Exercises:
#1 According to the court report, what kind of visa did the defendant hold while in the UK?
#2 Copy out the stretch of the court report from "The defendant had" through "to find employment.", word for word.

Heaven security guard accused of rape ‘was not permitted to work in UK'
Morenikeji Adewole, 47, of Dartford, Kent, also gave a fake name to police when he was arrested following the alleged rape, Southwark Crown Court heard on Tuesday.
The defendant is on trial accused of raping the teenager in his car near the central London club in the early hours of November 1 2024, which he denies.
Jurors were previously told that the woman was visibly drunk and stumbling and that a person can be too intoxicated to give proper consent.
Adewole was in the UK on a five year tourist visa that did not allow him to work in the country, the jury heard for the first time on Tuesday.
It also meant he could not stay for more than six months at a time and he returned to Nigeria when those stints were up, jurors were told.
The defendant previously pleaded guilty to two counts of possession of an identification document with improper intention.
He was charged for having a false Immigration Residence Permit Identity Card under the name of Olusola Julius Alabi and a false SIA (Security Industry Authority) card with the name O Alabi.
The defendant had been employed at Heaven under the name Olusola Julius Alabi.
Officers discovered his real name through finger print evidence after his arrest, jurors were told.
Giving evidence, the defendant said he 'used a false ID to obtain work, to get a job' and that it was 'to make a living… to save for my partner – I'm the one who paid for the rent'.
He said he had come to the UK on vacation and later to find employment.

Listed records:
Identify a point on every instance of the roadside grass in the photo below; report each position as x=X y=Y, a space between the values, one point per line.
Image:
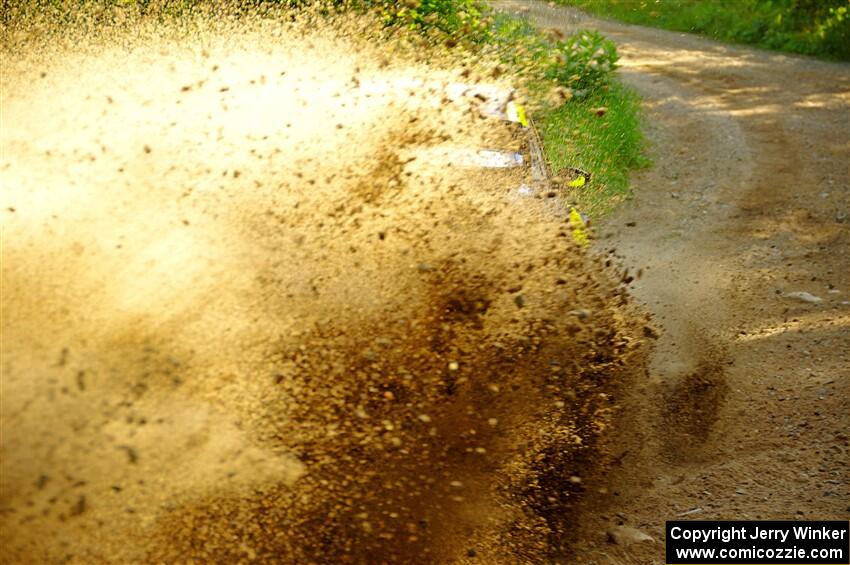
x=597 y=129
x=607 y=146
x=810 y=27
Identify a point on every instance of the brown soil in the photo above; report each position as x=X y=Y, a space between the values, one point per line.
x=745 y=409
x=245 y=318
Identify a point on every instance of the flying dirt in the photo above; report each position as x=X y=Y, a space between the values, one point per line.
x=250 y=316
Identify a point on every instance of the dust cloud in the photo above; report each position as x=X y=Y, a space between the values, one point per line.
x=248 y=316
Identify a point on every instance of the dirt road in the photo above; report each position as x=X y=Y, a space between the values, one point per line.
x=248 y=317
x=746 y=408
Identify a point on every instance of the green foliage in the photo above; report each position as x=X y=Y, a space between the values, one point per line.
x=582 y=62
x=811 y=27
x=608 y=146
x=457 y=18
x=597 y=127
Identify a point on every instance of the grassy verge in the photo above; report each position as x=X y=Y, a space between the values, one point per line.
x=591 y=122
x=607 y=146
x=810 y=27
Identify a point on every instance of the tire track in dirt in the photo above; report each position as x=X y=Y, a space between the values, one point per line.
x=245 y=320
x=747 y=201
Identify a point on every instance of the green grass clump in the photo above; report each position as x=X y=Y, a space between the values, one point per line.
x=580 y=71
x=608 y=146
x=810 y=27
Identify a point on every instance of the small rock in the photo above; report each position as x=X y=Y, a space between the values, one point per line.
x=804 y=297
x=624 y=535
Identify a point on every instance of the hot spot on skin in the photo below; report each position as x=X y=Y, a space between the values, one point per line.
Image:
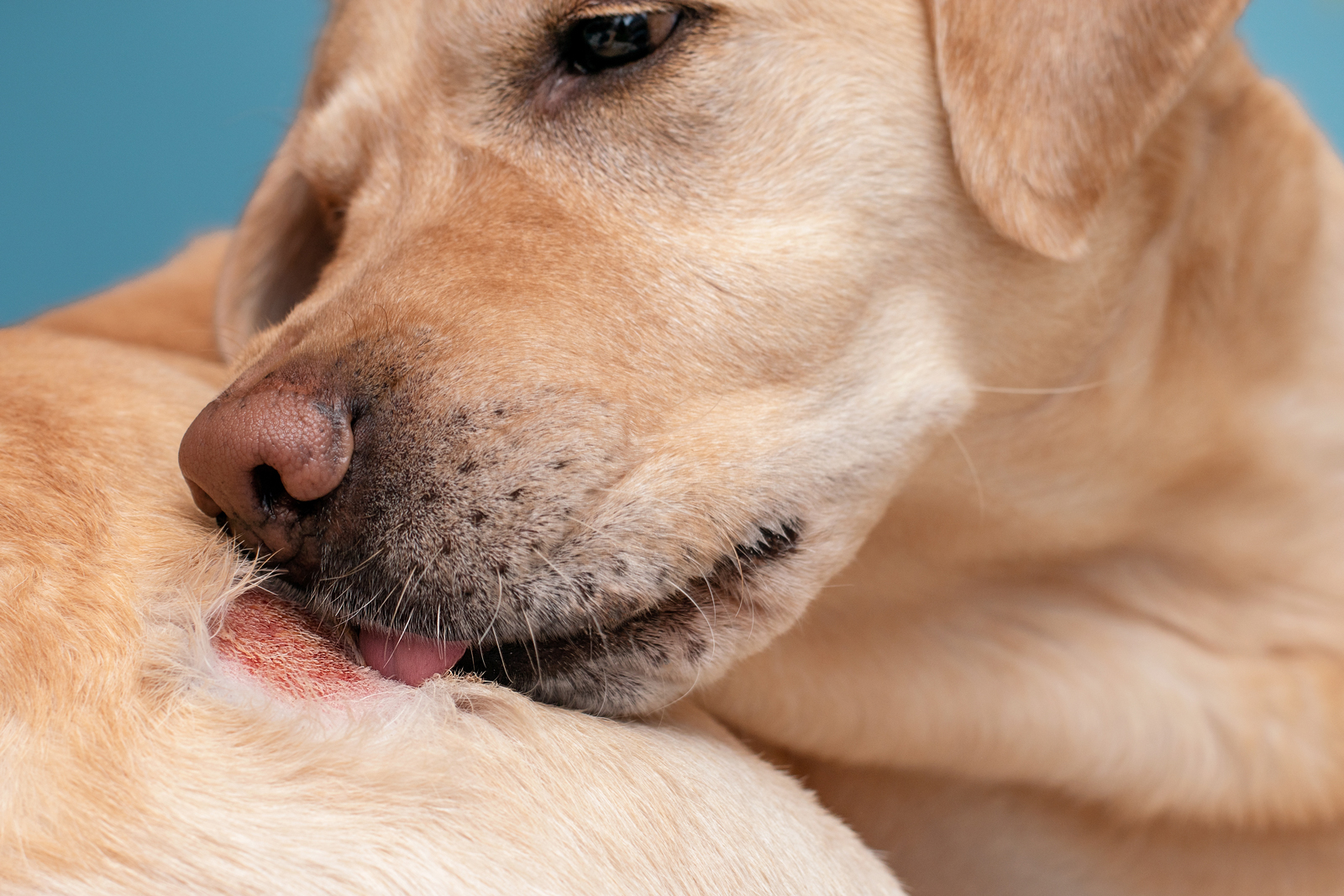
x=273 y=642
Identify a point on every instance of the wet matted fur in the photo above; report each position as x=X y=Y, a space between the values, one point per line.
x=1026 y=312
x=165 y=730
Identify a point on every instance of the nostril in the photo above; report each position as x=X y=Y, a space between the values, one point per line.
x=269 y=488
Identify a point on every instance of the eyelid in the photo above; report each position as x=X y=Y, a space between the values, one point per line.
x=600 y=9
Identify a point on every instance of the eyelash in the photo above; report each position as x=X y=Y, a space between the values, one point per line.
x=598 y=43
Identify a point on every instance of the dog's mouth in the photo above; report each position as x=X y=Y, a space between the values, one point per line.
x=605 y=658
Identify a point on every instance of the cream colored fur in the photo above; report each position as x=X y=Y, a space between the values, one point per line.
x=1028 y=313
x=134 y=761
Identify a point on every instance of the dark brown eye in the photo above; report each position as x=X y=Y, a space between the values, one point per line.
x=606 y=42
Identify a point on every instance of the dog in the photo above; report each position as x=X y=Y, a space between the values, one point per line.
x=941 y=392
x=170 y=727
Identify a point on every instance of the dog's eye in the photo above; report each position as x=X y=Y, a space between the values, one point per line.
x=606 y=42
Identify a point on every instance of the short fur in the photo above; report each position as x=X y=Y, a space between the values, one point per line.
x=1039 y=302
x=134 y=758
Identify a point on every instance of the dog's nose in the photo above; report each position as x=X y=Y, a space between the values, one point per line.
x=260 y=458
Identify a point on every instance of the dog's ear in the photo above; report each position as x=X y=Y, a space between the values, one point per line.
x=282 y=244
x=1050 y=101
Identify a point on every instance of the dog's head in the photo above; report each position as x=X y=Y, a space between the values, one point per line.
x=591 y=338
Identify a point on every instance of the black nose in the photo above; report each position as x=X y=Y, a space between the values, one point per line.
x=262 y=457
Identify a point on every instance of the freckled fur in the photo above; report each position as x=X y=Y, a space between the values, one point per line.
x=1042 y=298
x=134 y=761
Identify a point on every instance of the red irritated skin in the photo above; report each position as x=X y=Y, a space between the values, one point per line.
x=275 y=644
x=292 y=654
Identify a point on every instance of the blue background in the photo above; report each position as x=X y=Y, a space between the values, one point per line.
x=128 y=125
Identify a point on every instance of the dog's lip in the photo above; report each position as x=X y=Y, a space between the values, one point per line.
x=409 y=658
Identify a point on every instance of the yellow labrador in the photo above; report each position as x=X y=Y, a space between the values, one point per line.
x=170 y=728
x=580 y=344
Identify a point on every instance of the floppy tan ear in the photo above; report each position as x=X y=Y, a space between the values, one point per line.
x=1050 y=101
x=277 y=254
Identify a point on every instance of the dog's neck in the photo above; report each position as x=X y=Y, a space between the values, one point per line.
x=1120 y=577
x=1189 y=407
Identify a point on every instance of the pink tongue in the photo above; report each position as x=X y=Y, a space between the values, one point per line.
x=407 y=658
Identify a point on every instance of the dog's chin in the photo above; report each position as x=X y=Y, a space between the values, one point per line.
x=640 y=664
x=609 y=658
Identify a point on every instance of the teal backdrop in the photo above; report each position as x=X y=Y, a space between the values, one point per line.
x=128 y=125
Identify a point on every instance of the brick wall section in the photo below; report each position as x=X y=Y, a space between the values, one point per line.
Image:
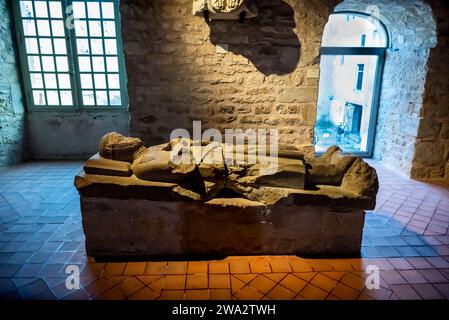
x=268 y=79
x=12 y=128
x=432 y=148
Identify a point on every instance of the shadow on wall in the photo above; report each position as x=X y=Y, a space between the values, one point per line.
x=268 y=41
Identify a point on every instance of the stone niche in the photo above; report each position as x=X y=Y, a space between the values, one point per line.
x=139 y=202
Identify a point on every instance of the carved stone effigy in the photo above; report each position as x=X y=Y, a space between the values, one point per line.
x=138 y=201
x=225 y=9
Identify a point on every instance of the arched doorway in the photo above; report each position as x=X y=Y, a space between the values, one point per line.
x=352 y=61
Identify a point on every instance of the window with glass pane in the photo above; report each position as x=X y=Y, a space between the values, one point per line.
x=351 y=67
x=71 y=54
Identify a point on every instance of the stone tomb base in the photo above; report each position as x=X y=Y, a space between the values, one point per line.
x=222 y=227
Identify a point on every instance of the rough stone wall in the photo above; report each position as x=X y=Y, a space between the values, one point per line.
x=11 y=106
x=179 y=70
x=413 y=34
x=431 y=160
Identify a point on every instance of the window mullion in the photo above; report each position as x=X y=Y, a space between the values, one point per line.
x=17 y=17
x=71 y=56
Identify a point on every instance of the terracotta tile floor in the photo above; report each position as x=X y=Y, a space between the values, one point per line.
x=41 y=234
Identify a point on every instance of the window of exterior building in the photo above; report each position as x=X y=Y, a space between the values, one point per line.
x=71 y=54
x=349 y=91
x=360 y=70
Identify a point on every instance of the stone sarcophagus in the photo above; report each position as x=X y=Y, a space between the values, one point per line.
x=138 y=201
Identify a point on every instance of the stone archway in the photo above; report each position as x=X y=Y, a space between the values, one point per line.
x=413 y=33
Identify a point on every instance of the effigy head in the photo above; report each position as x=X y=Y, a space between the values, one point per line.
x=115 y=146
x=225 y=9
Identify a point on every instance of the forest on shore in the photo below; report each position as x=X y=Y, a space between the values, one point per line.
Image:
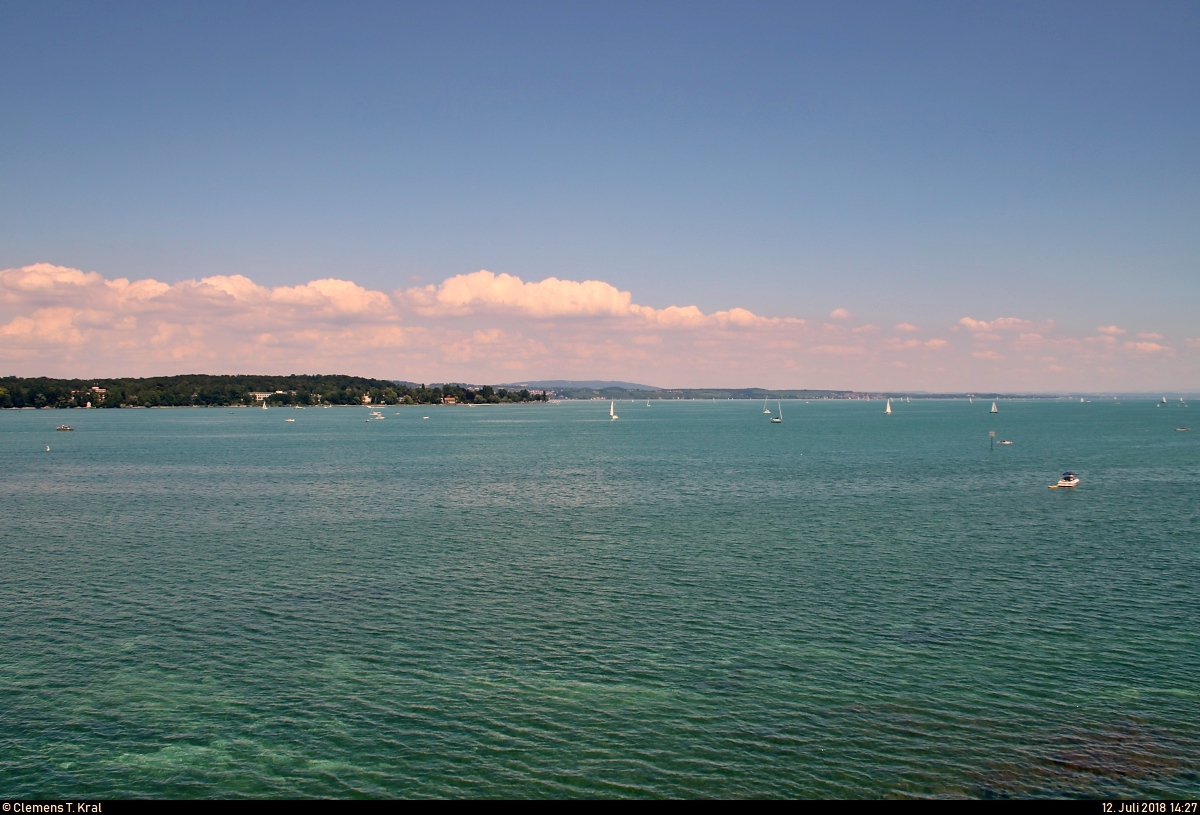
x=204 y=390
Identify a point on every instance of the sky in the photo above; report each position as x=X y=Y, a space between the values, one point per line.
x=783 y=195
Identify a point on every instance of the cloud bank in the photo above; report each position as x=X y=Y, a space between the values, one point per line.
x=486 y=328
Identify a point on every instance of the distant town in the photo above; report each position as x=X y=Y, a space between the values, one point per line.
x=203 y=390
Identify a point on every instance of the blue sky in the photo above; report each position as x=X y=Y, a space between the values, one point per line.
x=915 y=162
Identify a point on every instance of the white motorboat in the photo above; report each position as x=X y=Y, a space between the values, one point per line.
x=1067 y=480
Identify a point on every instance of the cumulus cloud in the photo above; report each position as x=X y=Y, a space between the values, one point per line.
x=1001 y=324
x=1147 y=347
x=487 y=327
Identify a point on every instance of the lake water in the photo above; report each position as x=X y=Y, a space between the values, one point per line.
x=537 y=601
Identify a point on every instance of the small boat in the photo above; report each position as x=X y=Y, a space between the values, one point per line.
x=1067 y=480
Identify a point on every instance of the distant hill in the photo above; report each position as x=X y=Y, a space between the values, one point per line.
x=580 y=384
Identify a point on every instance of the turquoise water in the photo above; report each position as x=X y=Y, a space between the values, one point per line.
x=533 y=600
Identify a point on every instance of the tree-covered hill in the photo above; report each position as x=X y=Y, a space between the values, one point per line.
x=204 y=390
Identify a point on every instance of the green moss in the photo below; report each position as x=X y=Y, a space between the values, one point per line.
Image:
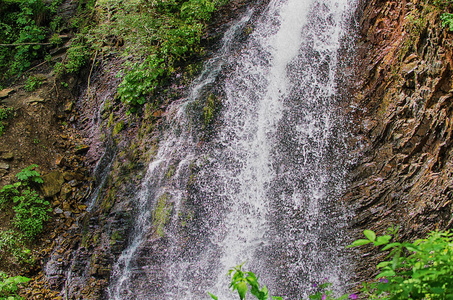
x=161 y=213
x=170 y=172
x=110 y=120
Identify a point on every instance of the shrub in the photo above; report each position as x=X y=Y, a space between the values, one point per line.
x=5 y=113
x=30 y=209
x=11 y=244
x=29 y=175
x=9 y=286
x=32 y=83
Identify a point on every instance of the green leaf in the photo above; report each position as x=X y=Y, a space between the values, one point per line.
x=370 y=234
x=359 y=242
x=388 y=273
x=242 y=289
x=383 y=264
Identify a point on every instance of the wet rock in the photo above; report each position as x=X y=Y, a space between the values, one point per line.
x=35 y=99
x=66 y=191
x=60 y=160
x=7 y=156
x=52 y=183
x=68 y=107
x=6 y=92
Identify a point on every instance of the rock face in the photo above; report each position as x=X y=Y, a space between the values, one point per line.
x=403 y=123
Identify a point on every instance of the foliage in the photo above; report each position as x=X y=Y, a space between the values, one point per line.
x=241 y=281
x=30 y=209
x=29 y=175
x=446 y=18
x=11 y=243
x=9 y=286
x=4 y=114
x=419 y=270
x=31 y=212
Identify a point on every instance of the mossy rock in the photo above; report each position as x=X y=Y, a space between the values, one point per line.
x=52 y=183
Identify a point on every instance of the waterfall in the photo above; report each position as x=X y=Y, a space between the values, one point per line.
x=263 y=189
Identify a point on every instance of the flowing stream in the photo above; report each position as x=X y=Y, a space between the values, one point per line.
x=263 y=189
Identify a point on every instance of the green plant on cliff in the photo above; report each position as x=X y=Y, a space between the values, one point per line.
x=10 y=285
x=30 y=209
x=156 y=36
x=12 y=245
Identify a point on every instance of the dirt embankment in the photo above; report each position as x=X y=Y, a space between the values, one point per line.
x=404 y=122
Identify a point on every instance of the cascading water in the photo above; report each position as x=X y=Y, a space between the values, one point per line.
x=263 y=190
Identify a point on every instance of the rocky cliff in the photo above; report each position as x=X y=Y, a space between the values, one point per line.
x=403 y=122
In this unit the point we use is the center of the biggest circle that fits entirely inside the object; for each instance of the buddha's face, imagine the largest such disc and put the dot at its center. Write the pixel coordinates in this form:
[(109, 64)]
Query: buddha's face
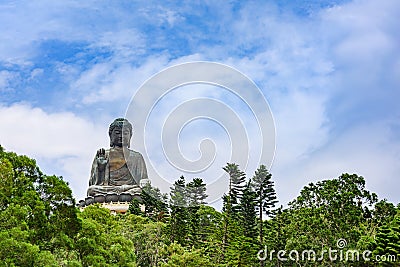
[(120, 137)]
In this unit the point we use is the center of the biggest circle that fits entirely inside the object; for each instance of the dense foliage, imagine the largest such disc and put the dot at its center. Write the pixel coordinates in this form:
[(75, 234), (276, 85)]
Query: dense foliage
[(41, 226)]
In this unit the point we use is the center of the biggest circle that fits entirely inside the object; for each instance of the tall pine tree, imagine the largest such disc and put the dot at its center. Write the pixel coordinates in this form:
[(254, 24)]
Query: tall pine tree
[(196, 194), (265, 198), (179, 214)]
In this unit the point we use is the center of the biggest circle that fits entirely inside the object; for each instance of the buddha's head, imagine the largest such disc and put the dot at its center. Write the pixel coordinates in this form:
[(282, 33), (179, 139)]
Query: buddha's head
[(120, 133)]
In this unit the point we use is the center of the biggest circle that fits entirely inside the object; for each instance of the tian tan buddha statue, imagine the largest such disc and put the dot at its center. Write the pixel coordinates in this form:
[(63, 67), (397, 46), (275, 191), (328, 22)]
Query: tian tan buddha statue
[(118, 169)]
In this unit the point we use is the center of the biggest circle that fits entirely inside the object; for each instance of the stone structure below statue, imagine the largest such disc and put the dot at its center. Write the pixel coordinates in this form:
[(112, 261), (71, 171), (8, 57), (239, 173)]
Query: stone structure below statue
[(117, 173)]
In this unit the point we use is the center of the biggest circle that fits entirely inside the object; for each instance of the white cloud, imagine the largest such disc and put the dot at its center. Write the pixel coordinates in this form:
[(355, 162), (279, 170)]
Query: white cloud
[(62, 143)]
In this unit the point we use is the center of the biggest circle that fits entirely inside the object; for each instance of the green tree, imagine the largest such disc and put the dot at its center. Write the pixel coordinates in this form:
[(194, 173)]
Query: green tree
[(196, 194), (265, 199), (178, 224), (156, 203)]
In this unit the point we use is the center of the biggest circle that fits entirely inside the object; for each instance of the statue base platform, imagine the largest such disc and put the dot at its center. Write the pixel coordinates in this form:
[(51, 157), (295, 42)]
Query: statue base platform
[(116, 203), (117, 207)]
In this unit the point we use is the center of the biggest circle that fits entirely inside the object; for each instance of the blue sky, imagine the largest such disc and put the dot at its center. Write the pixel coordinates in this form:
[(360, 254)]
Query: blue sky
[(330, 71)]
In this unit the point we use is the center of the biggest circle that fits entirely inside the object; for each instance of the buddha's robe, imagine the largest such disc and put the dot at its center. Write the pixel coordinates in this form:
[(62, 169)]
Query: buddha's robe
[(124, 169)]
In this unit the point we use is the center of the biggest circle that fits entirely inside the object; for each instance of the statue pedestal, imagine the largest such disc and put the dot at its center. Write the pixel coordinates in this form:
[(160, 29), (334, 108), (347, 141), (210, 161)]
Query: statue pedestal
[(117, 207)]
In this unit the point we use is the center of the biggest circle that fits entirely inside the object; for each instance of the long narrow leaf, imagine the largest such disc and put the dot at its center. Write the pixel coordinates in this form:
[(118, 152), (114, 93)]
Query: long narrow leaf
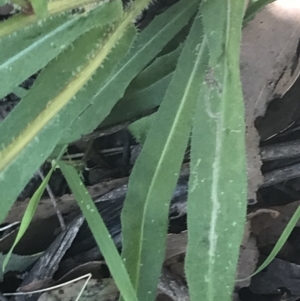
[(36, 124), (100, 232), (217, 188), (254, 8), (49, 37), (146, 91), (21, 21), (154, 176), (28, 215), (148, 44)]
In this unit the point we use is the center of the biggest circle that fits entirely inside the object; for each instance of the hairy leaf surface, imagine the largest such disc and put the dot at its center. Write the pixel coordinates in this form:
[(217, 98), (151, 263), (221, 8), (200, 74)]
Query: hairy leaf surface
[(217, 187), (100, 232), (37, 123)]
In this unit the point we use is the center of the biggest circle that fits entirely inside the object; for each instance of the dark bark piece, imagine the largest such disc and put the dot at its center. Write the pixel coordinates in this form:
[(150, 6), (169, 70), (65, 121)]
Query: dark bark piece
[(47, 265)]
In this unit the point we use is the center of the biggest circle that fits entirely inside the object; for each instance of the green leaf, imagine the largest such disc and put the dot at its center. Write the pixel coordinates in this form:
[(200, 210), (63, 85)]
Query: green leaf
[(20, 21), (254, 8), (50, 37), (100, 232), (145, 92), (160, 68), (28, 215), (36, 124), (40, 7), (218, 181), (140, 128), (146, 47), (279, 244), (156, 170)]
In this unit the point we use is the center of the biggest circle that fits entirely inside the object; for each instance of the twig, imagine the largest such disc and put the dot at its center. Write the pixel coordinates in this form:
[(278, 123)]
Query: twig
[(53, 201)]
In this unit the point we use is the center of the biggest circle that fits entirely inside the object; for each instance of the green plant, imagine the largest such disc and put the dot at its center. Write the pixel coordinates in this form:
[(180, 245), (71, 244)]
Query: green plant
[(94, 67)]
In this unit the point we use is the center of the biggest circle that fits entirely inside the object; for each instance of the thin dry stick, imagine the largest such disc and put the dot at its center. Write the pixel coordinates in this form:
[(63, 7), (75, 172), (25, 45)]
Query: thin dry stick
[(53, 200)]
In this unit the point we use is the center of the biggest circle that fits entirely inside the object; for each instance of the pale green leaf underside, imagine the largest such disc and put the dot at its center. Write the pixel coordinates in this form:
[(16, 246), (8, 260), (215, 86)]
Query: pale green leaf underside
[(156, 170), (218, 180), (148, 44), (18, 263), (43, 118), (145, 92), (49, 37)]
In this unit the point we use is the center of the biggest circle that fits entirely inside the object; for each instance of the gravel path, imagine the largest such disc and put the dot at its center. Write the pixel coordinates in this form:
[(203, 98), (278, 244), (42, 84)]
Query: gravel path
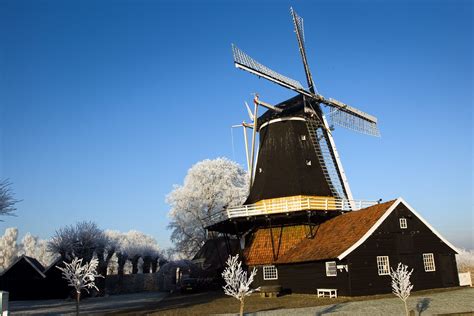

Expected results:
#1 A five year tourist visa that did not allow him to work in the country.

#2
The defendant had been employed at Heaven under the name Olusola Julius Alabi.
Officers discovered his real name through finger print evidence after his arrest, jurors were told.
Giving evidence, the defendant said he 'used a false ID to obtain work, to get a job' and that it was 'to make a living… to save for my partner – I'm the one who paid for the rent'.
He said he had come to the UK on vacation and later to find employment.